* _What to produce_: Pick out every line in the records below that contains the string "Target", and copy each one in full.

* _Dataset records_:
◆ ◆ ◆

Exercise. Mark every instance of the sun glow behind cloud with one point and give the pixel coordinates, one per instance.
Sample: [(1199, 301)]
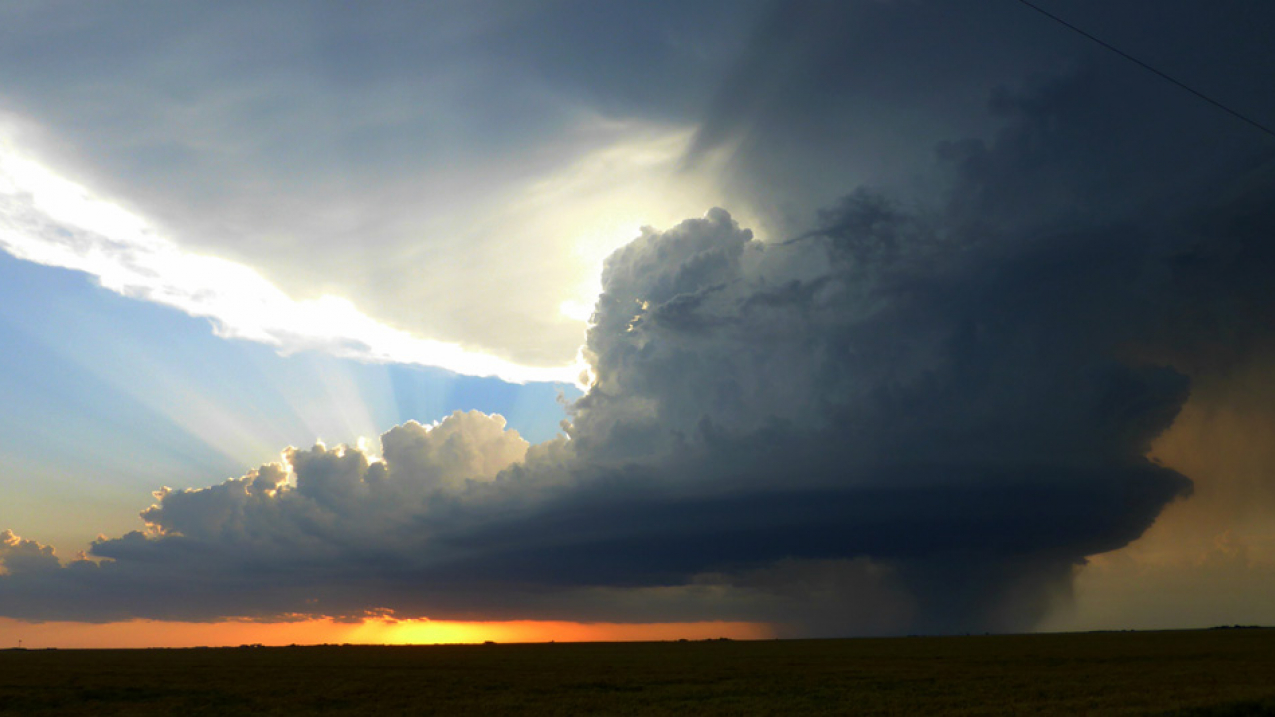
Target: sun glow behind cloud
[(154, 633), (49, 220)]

◆ ◆ ◆

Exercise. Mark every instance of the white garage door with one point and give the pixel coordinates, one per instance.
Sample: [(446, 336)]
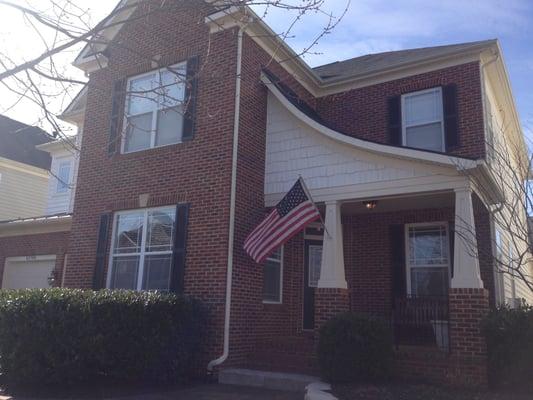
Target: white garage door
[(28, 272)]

◆ ◆ ◆

* _In response_:
Target: sun glow behind cloud
Target: white garage door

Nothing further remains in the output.